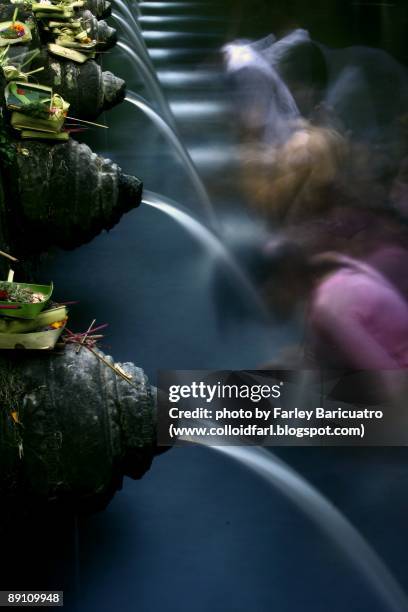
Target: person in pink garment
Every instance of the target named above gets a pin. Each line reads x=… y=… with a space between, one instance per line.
x=355 y=312
x=358 y=316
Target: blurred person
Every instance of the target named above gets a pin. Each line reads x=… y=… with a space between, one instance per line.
x=355 y=316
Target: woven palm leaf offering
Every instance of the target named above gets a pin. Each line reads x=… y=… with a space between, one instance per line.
x=36 y=111
x=28 y=318
x=23 y=300
x=13 y=32
x=40 y=333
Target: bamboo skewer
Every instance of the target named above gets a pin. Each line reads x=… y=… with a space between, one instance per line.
x=85 y=336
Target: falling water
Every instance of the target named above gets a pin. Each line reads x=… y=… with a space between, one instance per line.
x=171 y=135
x=326 y=516
x=134 y=35
x=151 y=83
x=212 y=244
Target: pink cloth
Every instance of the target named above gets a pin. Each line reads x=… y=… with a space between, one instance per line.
x=359 y=319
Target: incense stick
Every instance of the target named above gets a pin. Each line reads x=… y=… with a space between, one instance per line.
x=8 y=256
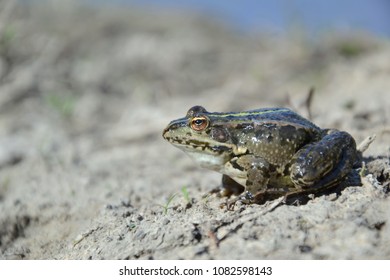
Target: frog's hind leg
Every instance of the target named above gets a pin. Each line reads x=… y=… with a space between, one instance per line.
x=326 y=163
x=230 y=187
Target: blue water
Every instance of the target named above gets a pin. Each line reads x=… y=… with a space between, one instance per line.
x=279 y=15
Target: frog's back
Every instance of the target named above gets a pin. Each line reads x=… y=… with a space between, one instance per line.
x=281 y=115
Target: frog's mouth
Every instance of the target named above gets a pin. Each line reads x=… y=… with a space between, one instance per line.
x=204 y=153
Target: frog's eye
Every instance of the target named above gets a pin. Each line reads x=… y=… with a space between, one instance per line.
x=199 y=123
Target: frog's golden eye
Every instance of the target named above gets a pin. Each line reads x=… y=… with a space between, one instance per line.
x=199 y=123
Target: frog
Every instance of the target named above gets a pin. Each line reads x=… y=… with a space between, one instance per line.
x=265 y=153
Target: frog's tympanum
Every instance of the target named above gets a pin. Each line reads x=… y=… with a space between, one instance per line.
x=265 y=153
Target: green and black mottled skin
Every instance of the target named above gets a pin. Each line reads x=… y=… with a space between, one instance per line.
x=265 y=153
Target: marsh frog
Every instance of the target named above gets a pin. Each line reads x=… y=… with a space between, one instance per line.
x=265 y=153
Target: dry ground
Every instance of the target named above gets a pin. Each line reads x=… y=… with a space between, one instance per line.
x=85 y=173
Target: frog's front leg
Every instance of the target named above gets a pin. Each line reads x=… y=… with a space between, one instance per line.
x=324 y=163
x=254 y=175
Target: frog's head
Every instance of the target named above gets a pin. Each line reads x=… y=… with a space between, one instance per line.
x=203 y=136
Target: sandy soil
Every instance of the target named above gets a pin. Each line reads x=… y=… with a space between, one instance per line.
x=85 y=173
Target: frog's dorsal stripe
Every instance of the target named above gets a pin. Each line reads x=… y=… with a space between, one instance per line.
x=248 y=113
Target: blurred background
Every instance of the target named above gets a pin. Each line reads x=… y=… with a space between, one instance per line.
x=283 y=15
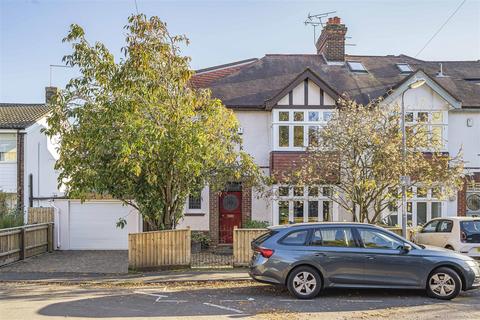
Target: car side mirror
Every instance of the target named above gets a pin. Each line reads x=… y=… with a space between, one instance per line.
x=406 y=247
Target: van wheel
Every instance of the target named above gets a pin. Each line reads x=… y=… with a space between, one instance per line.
x=304 y=282
x=443 y=283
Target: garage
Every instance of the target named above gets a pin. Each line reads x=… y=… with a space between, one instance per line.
x=92 y=225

□ □ □

Return the entries unchanged, save for the pictures, which do not belong in the copy.

Exercise output
Target: person in pink garment
Every instance of the target named above gets a pin. Each line reads x=… y=… with a space between, one instance per line.
x=355 y=312
x=358 y=316
Target: blurred person
Every instance of the target named above gets a pin. Each line reads x=… y=… with a space between, one instance per line.
x=355 y=316
Target: woven palm leaf offering
Every instance of the target named above gets a pin. Each line reads x=… y=… with a space between, one instance per line.
x=36 y=111
x=28 y=318
x=23 y=300
x=13 y=32
x=40 y=333
Target: bamboo skewer
Every instance of the target named above gets a pin. Each line reads x=… y=… with a space between, one instance per line.
x=85 y=336
Target: falling water
Every instance of the target named above gets a pin. Each line reads x=… y=… with a space between, one instance per line.
x=171 y=135
x=326 y=516
x=134 y=35
x=151 y=83
x=212 y=244
Target: pink cloth
Every instance of the target named above gets a pin. Each line reads x=… y=… with a space between, one instance per line.
x=359 y=319
Target: incense stick
Every instance of the target named above gets a pin. Each line reads x=… y=… with a space between, one instance per line.
x=8 y=256
Target: frog's hind leg
Every instance of the target named above gets a pin. Each line reads x=… y=… with a space between, one instance per line.
x=326 y=163
x=230 y=187
Target: blue water
Every instance of the target named above gets a pin. Each line reads x=… y=… with a space between, one instance per line.
x=279 y=15
Target: frog's back
Every instance of the target named above gets a pin. Each line reads x=… y=… with a space between, one instance per line.
x=281 y=115
Target: frog's mouth
Every instance of the target named above gets a pin. Each line reads x=… y=… with a space between, one instance per line.
x=204 y=153
Target: frog's eye
Every instance of the target named above gets a pin. Each line reads x=… y=… with a space between, one instance per line.
x=199 y=123
Target: frog's golden eye
Every instance of the target named above gets a pin. Each line reads x=… y=… with a space between, one instance per line.
x=199 y=123
Target: frog
Every instance of the target named above gets a pin. Each line reads x=… y=… with a space between, one instance per line.
x=265 y=153
Target: frog's tympanum
Every instance of the target named above gets a pin. Each line reads x=… y=… with a space between, one instance per line.
x=265 y=153
Target: green and black mottled skin
Every instance of the target named above gets a pin. Each line reads x=… y=… with a space between, one instance per line.
x=265 y=153
Target: marsh frog
Every instance of the target named above gets a pin. Each line reads x=… y=… with a space between, one instance per line.
x=265 y=153
Target: dry ground
Every instance of the target named above gets a pin. Each line reads x=… y=… with a space between, one instance per line.
x=85 y=173
Target: frog's front leg
Every instance of the target named above gets a pin. Each line reads x=… y=… with a space between, one instance per line.
x=324 y=163
x=254 y=175
Target: frog's head
Every instance of the target named above gets a pin. Each line reads x=… y=… with a space between, one instance per line.
x=203 y=136
Target: sandy soil
Every instance of the target named above gets a pin. Each line reads x=… y=… with a space between, one instance per line.
x=85 y=173
Target: frog's dorsal stripe
Every instance of the target named above gets a pin. Each line reads x=… y=… with a space between, one instance per line.
x=248 y=113
Target: blurred background
Every instance of the target named above gets a pin. Each line reads x=… y=… with a space between, one instance per line.
x=283 y=15
Target: car side mirror
Every instance of the target named above gets a pin. Each line reads x=… y=… with a space between, one instance per line.
x=406 y=247
Target: van wheel
Every instance of the target named above gets a pin. Each line reads x=… y=… with a space between, one instance per line.
x=304 y=282
x=443 y=283
Target: garage
Every instance of the target named above gets a pin. Each line reads x=… y=… with a space between, one instance per line.
x=92 y=225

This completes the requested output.